Take the data that follows and retype it word for word.

━━━━━ EXERCISE INPUTS ━━━━━

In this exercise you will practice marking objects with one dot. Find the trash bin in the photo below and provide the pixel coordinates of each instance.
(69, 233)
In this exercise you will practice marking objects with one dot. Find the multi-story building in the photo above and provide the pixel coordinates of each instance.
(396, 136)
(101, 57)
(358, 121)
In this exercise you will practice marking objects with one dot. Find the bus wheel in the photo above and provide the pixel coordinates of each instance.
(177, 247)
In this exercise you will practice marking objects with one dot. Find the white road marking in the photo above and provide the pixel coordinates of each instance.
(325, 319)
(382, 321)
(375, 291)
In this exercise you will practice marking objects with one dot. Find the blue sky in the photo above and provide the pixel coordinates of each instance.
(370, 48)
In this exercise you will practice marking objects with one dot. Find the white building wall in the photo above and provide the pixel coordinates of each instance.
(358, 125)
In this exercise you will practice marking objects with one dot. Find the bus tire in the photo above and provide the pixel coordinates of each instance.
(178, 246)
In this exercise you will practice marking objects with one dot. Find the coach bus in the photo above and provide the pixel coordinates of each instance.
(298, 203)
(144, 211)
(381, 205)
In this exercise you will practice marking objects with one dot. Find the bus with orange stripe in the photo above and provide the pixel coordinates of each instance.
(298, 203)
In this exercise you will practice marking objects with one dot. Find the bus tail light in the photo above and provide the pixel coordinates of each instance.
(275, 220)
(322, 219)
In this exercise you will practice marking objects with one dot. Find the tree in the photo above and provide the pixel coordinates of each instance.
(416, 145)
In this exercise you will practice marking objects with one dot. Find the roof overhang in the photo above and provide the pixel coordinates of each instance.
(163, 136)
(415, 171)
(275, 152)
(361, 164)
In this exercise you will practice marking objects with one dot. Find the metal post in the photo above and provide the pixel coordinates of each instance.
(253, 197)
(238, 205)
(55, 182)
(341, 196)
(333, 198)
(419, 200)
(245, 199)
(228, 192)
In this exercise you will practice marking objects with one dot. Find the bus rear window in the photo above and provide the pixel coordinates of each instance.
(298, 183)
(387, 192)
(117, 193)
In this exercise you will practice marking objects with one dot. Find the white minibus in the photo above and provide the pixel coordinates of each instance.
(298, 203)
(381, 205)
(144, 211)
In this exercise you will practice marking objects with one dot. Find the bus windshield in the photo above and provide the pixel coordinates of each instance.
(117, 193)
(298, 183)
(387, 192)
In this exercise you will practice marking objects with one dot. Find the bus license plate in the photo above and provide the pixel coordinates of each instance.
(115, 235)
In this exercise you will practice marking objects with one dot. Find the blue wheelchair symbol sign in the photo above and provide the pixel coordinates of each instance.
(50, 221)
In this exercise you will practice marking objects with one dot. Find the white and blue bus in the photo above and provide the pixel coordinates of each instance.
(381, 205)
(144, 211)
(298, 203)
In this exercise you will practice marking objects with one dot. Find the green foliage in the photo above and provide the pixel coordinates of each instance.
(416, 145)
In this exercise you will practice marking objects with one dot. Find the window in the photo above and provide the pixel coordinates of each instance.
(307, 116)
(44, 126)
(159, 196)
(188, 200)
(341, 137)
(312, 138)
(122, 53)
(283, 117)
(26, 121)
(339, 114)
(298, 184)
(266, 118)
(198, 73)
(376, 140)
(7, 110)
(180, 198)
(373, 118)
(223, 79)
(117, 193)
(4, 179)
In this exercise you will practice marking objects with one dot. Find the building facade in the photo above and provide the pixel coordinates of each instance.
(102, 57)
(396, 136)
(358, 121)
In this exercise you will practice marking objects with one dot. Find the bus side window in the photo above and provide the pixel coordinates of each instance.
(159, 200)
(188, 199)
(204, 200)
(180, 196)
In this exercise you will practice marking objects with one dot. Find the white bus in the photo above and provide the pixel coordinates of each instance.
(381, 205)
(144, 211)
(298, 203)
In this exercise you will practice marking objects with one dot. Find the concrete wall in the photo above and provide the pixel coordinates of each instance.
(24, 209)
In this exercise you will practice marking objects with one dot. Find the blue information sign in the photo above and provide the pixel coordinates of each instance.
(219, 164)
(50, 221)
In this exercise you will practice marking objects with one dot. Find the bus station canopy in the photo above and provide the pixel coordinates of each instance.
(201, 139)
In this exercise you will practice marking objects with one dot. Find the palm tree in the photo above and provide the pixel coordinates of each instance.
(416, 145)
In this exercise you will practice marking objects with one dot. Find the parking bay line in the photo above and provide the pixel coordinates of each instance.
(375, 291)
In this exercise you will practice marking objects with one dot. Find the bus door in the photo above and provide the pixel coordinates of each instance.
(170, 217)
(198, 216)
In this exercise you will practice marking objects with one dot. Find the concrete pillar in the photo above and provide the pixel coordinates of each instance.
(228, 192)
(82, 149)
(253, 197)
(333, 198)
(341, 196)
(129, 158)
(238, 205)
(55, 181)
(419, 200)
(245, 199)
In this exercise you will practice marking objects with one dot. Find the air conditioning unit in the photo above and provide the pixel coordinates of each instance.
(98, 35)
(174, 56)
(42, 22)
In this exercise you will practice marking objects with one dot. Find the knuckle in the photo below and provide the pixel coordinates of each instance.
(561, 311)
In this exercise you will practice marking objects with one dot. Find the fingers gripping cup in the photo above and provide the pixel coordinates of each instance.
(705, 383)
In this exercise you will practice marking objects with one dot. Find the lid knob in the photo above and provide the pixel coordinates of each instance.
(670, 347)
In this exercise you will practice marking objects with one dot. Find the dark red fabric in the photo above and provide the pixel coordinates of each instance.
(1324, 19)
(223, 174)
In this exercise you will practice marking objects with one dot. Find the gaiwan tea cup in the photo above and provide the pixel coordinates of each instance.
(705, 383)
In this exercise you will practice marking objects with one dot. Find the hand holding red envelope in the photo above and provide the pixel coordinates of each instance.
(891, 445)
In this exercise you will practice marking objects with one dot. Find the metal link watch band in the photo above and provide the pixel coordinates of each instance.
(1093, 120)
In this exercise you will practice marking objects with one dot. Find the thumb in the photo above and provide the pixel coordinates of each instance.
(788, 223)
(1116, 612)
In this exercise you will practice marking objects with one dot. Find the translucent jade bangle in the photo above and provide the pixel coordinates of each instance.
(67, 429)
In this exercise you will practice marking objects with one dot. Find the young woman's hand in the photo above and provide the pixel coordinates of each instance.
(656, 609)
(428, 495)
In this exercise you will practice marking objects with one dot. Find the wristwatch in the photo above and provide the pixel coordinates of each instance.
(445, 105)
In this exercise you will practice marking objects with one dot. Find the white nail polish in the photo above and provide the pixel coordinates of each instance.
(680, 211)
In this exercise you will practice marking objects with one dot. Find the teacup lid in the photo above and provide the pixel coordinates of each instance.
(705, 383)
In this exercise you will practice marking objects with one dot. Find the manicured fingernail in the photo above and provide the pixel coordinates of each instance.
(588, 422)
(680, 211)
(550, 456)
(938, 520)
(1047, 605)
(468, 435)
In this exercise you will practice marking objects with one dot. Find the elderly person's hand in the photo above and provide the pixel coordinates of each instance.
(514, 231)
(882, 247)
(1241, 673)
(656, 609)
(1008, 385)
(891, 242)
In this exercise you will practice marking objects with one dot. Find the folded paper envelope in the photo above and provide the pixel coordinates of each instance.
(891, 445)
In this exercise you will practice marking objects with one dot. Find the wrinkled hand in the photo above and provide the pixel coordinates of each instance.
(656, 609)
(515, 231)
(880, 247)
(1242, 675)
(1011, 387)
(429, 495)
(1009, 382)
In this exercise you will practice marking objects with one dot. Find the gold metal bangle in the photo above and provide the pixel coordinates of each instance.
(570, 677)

━━━━━

COMPLETED TASK —
In this exercise you will practice marking objects with one dot. Find the trash bin in the photo below and provide the pixel coordinates of each instance.
(69, 233)
In this exercise you will practice marking objects with one dot. Find the multi-story building in the photo above and provide the pixel coordinates of each instance.
(396, 136)
(101, 57)
(358, 121)
In this exercise you will practice marking objects with one dot. Find the bus wheel in the photo above and provide the pixel coordinates of each instance.
(177, 247)
In this exercise you will practice marking objects with one dot. Find the white road marking in the photo above and provide the pixel coordinates of each instance.
(325, 319)
(382, 321)
(375, 291)
In this exercise you will practice marking objects with one dot. Find the blue sky in the photo above and provide the pixel coordinates of each instance.
(370, 48)
In this exercise you will practice marking objects with one dot. Find the white building wall in the photo above and provide the pixel coordinates of each instance.
(358, 125)
In this exercise you will practice marking objects with one dot. Find the bus tire in the photo above and provide the pixel coordinates of each instance.
(178, 246)
In this exercise you will practice marking objects with one dot. Find the coach bus in the photo above and provide the pixel coordinates of each instance.
(298, 203)
(144, 211)
(381, 205)
In this exercise you will practice marking objects with one dot. Find the bus with orange stripe in the photo above and provide the pixel coordinates of each instance.
(298, 203)
In this exercise you will practice marking objects with one dot. Find the bus tail light in the photo above and provide the pixel coordinates of each instance.
(275, 220)
(322, 219)
In this exercise you will practice marking objects with one dot. Find the tree in the photo above and provide the pixel coordinates of each instance.
(416, 145)
In this exercise you will practice marking objects with one dot. Find the roof overhang in the photo above and provide the pixel coordinates of each instance.
(163, 136)
(415, 171)
(275, 152)
(361, 164)
In this exercise you will practice marking objects with one dot. Find the metal post in the photo above and provide the pixel coordinates of each instance.
(253, 197)
(238, 205)
(55, 182)
(341, 196)
(333, 198)
(419, 200)
(245, 199)
(228, 192)
In this exercise you will practice marking objects with one dot. Find the bus rear window in the photo above and provide the pixel coordinates of each instance.
(298, 183)
(387, 192)
(117, 193)
In this exercise you will practice marking objects with one dot. Find the white minibus in the photo above and provide the pixel coordinates of each instance.
(298, 203)
(381, 205)
(144, 211)
In this exercise you will practice marking objects with one dot. Find the bus windshield in the photo above and provide the pixel coordinates of each instance.
(117, 193)
(298, 183)
(387, 192)
In this exercise you will practice marking objects with one dot. Find the bus license plate in the photo above and provide the pixel coordinates of each instance.
(115, 235)
In this exercise you will practice marking objects with one dot. Find the blue wheelchair symbol sign in the photo above and provide the pixel coordinates of each instance.
(50, 221)
In this exercise you will practice marking objects with one dot. Find the white and blue bus in the photo above and provide the pixel coordinates of each instance.
(381, 205)
(144, 211)
(298, 203)
In this exercise you will practice marking objects with one dot. Find the green foliage in the photo above and provide the pixel coordinates of each instance.
(416, 145)
In this exercise you will practice marking objects with one dot. Find the window in the photo above and provide the pixel coordinates of each instance.
(307, 116)
(44, 126)
(159, 196)
(188, 200)
(341, 137)
(312, 138)
(122, 53)
(283, 117)
(26, 121)
(339, 114)
(298, 184)
(266, 118)
(198, 73)
(376, 140)
(7, 110)
(180, 198)
(373, 118)
(223, 79)
(117, 193)
(4, 179)
In this exercise you will practice marking objects with one dot. Find the building facade in the photo above and provide the pixel coordinates of each instance.
(102, 57)
(396, 136)
(358, 121)
In this exercise you will practice marking objects with one dot. Find the bus side window in the photo above and provide the pixel coordinates of each instance.
(159, 200)
(188, 199)
(204, 200)
(180, 196)
In this exercise you will practice marking objects with one dot. Find the white bus in the photo above and provide the pixel coordinates of each instance.
(381, 205)
(144, 211)
(298, 203)
In this exercise you will practice marking objects with one dot. Find the concrete wall in the photo above and provide the pixel coordinates of each instance.
(24, 209)
In this exercise you will practice marking objects with one dot. Find the blue information sign in the photo above and provide the pixel coordinates of each instance.
(219, 164)
(50, 221)
In this exercise you will practice marking objects with one dot. Find the bus station canopy in the photo above and provide the pixel coordinates of each instance.
(201, 139)
In this exercise you will practice marking objects with one dot. Find the palm tree in the photo above and provide the pixel coordinates of each instance.
(416, 145)
In this exercise you will practice marking objects with one dot. Find the parking bay line in the photo above and provide the pixel coordinates of each instance.
(375, 291)
In this exercise you will practice marking objects with one dot. Find the bus door in the photo above and provide the pixel coordinates of each instance.
(170, 217)
(198, 216)
In this exercise you will practice marking objects with one dot. Find the concrete pillar in the photo above and provide the pixel coordinates of each instance.
(228, 192)
(82, 149)
(253, 197)
(333, 198)
(341, 196)
(129, 158)
(238, 205)
(55, 181)
(419, 200)
(245, 199)
In this exercise you will practice marking objects with one dot. Find the air conditioning unit in the photo above and provide the pixel coordinates of each instance.
(98, 35)
(174, 56)
(42, 22)
In this exercise you will practice marking objects with one dot. Find the knuckle in the photo below and provide the pixel coordinates of each instance.
(561, 311)
In this exercise you will practice marking objects with one dot. Find the fingers gripping cup in the photo above and provide the pixel coordinates of each instance.
(705, 383)
In this exercise you will practice marking objects with one dot. Find the lid knob in the photo above and provide the pixel coordinates of each instance.
(670, 347)
In this exercise you will practice marking objects with one dot. Find the dark red fabric in the photo above and provide the pixel coordinates of each instance.
(1324, 19)
(223, 174)
In this exercise you will practice marking objects with one dot. Find the gaiwan tea cup in the photo above and provide the pixel coordinates of each instance.
(705, 383)
In this exercise you will practice marking objects with one dot. Find the hand holding red envelope in the photo above and provide the pixel coordinates of each instance.
(891, 445)
In this exercise you will practice marking objects with one dot. Find the metal link watch band in the photo above and provide the pixel coordinates of each instance.
(1093, 120)
In this exercise you will practice marking objects with one dot. Find the thumb in the photo above and provide the pixel coordinates of each instance.
(788, 223)
(1116, 612)
In this exercise you will practice marking objects with one dot. Find the translucent jade bangle in the photo above and provide the pixel coordinates of each instance.
(67, 429)
In this exercise you will practice marking objects with one dot. Find the young woman's hand in the photo above and provide the pixel coordinates of each instance.
(656, 609)
(428, 495)
In this exercise you will practice marking objects with one dot. Find the wristwatch in the photo above and provide the pixel coordinates of each instance.
(445, 105)
In this exercise you will practice marking objects with one dot. Find the white nail polish in the photo above and provide the pixel coordinates of each instance.
(680, 211)
In this exercise you will practice marking objects with one dot. Find the teacup lid in the photo above and provide the pixel coordinates of each instance.
(705, 383)
In this exercise you will practice marking objects with one dot. Find the manicured fingernail in the photo above and provide the pixel coordinates of each instance.
(588, 422)
(680, 211)
(550, 456)
(938, 520)
(1047, 605)
(468, 435)
In this exercise you will practice marking objects with one dot. Find the elderly person's hand in the photo above and provide the pixel coordinates of each instance.
(514, 231)
(882, 247)
(1241, 673)
(656, 609)
(1008, 385)
(891, 242)
In this exercise you will practice marking objects with one dot. Find the folded paper envelope in the photo above and provide the pixel coordinates of each instance.
(891, 445)
In this exercise you will practice marking objects with one dot. Find the wrinkled hand in the photo above and provide the pixel coordinates of each instance.
(656, 609)
(515, 231)
(880, 247)
(1242, 675)
(1011, 387)
(429, 495)
(1009, 382)
In this exercise you will practice marking objects with one dot. Find the gold metal bangle in the photo above and provide the pixel coordinates of each instance.
(570, 677)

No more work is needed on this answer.